-- begin --
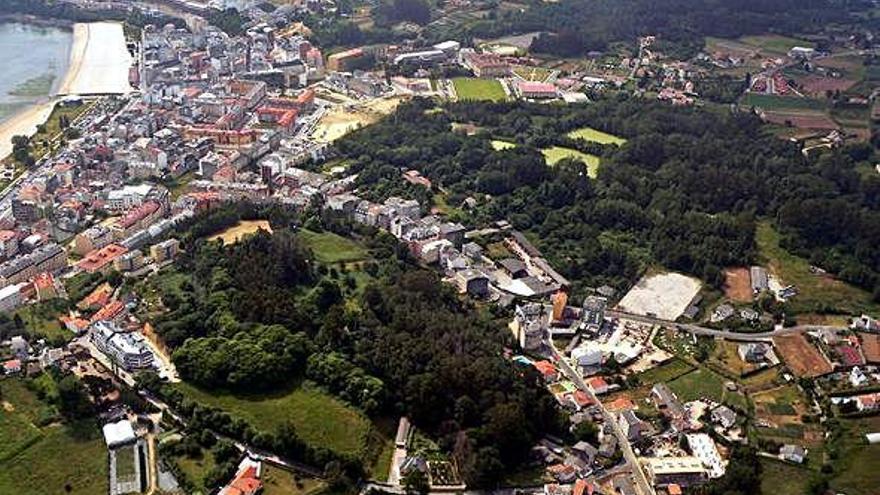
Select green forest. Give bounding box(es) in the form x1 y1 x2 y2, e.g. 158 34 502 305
338 96 880 304
141 204 566 486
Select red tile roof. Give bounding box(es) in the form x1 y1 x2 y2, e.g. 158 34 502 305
76 244 128 273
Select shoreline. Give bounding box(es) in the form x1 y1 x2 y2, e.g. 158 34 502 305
54 23 91 97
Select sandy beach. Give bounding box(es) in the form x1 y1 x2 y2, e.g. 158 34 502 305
58 22 132 95
0 22 132 157
0 98 57 162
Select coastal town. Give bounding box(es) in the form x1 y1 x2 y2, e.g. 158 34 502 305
0 0 880 495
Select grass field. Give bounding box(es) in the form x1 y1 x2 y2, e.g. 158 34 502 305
175 383 372 456
741 34 816 55
0 379 108 495
567 127 626 146
491 139 516 151
541 146 599 178
174 449 216 493
755 222 880 314
831 416 880 495
761 458 811 495
669 368 748 409
452 77 507 101
297 230 368 263
636 358 694 385
15 299 73 345
260 463 326 495
513 66 553 82
741 93 826 112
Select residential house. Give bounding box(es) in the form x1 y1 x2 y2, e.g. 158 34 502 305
643 456 709 488
779 443 807 464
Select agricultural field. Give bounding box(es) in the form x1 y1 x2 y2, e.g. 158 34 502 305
260 463 326 495
755 222 880 314
761 458 812 495
175 383 372 456
297 230 369 263
668 368 748 409
773 334 831 378
541 146 599 179
174 449 216 493
751 385 823 453
567 127 626 146
740 93 827 112
208 220 272 244
513 66 553 82
831 416 880 495
724 267 752 303
0 379 108 495
452 77 507 101
490 139 516 151
15 299 73 345
740 34 816 55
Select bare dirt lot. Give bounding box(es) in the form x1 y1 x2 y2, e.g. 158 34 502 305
724 267 752 302
619 273 701 321
773 334 831 378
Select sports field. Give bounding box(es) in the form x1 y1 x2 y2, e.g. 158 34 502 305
568 127 626 146
452 77 507 101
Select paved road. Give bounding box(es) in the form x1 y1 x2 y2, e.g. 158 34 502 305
606 311 844 342
548 340 656 495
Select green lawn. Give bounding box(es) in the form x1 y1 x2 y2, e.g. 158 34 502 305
541 146 599 178
755 222 880 314
175 383 372 455
491 139 516 151
669 368 748 409
174 449 216 493
567 127 626 146
636 358 694 385
831 416 880 495
116 445 136 480
513 66 553 82
297 230 369 263
15 299 73 345
0 379 108 495
761 458 812 495
260 463 326 495
741 34 816 55
452 77 507 101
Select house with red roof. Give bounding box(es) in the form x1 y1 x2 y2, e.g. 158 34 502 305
3 359 21 375
91 301 125 323
219 458 263 495
76 244 128 273
533 361 559 382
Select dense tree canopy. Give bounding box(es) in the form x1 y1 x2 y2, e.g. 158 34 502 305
339 98 880 298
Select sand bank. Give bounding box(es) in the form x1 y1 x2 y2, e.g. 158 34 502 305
58 22 132 95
-- end --
§ **EXERCISE REQUIREMENTS**
Except for the pictures, reproduce every line exactly.

§ **WORKED ANSWER**
Select green forest. Give bounding box(es) in the form x1 y1 x2 y2, e.g. 158 34 502 305
338 96 880 304
141 204 566 486
Select red tile roof. Give bounding box(es) in the form x1 y1 x2 y2, e.g. 158 34 502 305
76 244 128 273
Select shoreline. Give bounding box(es) in the form x1 y1 x2 y2, e.g. 158 34 502 305
54 23 91 97
Select sandy beach. Give bounding box(es) in the form x1 y1 x2 y2, e.g. 158 34 502 305
58 22 132 95
0 22 132 157
0 98 57 162
Select coastal town. Give bounding box(es) in the form x1 y1 x2 y2, e.g. 158 34 502 305
0 0 880 495
Select grass field. Give bounding box(es) in the form x1 y1 x2 y2, e.g. 158 34 502 305
175 383 372 456
741 34 816 55
0 379 108 495
567 127 626 146
491 139 516 151
541 146 599 178
174 449 216 493
755 222 880 314
831 416 880 495
761 458 811 495
669 368 748 409
452 77 507 101
297 230 368 263
636 358 694 385
15 299 73 345
260 463 326 495
513 66 553 82
741 93 826 112
Select residential house. Give bounding box(es) in the form x1 y1 x2 y2, e.g. 158 34 502 305
643 456 709 488
779 443 807 464
Select agricultural field. Give bounding box(es) in the form x1 y1 x2 y2, e.g. 158 34 502 305
260 463 326 495
755 222 880 314
761 458 812 495
175 383 372 456
297 230 369 263
668 368 748 409
773 334 831 378
541 146 599 179
174 449 216 493
751 385 823 453
567 127 626 146
740 93 827 112
208 220 272 244
513 66 553 82
831 416 880 495
724 267 752 303
0 379 108 495
452 77 507 101
490 139 516 151
15 299 73 345
740 34 816 55
Select bare dirt lot. Give bounding box(es) in the form x1 y1 x2 y2, e.g. 158 34 502 305
724 267 752 302
619 273 701 321
773 334 831 378
Select sports field. Give bounding box(es) in the form x1 y1 x2 y2, e.g. 158 34 502 305
568 127 626 146
452 77 507 101
Select paved road. Give bounding box(es) in the form x1 y1 x2 y2, e.g. 158 34 502 305
606 311 844 342
548 340 656 495
Select green lawn. Give bounding box(es) in the form x1 y1 x2 y2, e.g. 158 34 502 305
541 146 599 178
755 222 880 314
175 383 372 455
491 139 516 151
669 368 748 409
174 449 216 493
567 127 626 146
636 358 694 385
831 416 880 495
116 445 136 480
513 66 553 82
297 230 369 263
15 299 73 345
0 379 108 495
761 458 812 495
260 463 326 495
741 34 816 55
452 77 507 101
Select house with red roof. Give bounding box(es) in the form x1 y1 x2 y2, e.g. 158 34 502 305
3 359 21 375
91 301 125 323
219 458 263 495
76 244 128 273
533 361 559 382
Select dense tree canopy. Give bounding box(es) in the form x1 y1 x2 y2, e.g. 158 34 502 305
339 98 880 298
Select sand bank. Give bounding box(es) in the form x1 y1 x2 y2, e.g. 158 34 502 305
58 22 132 95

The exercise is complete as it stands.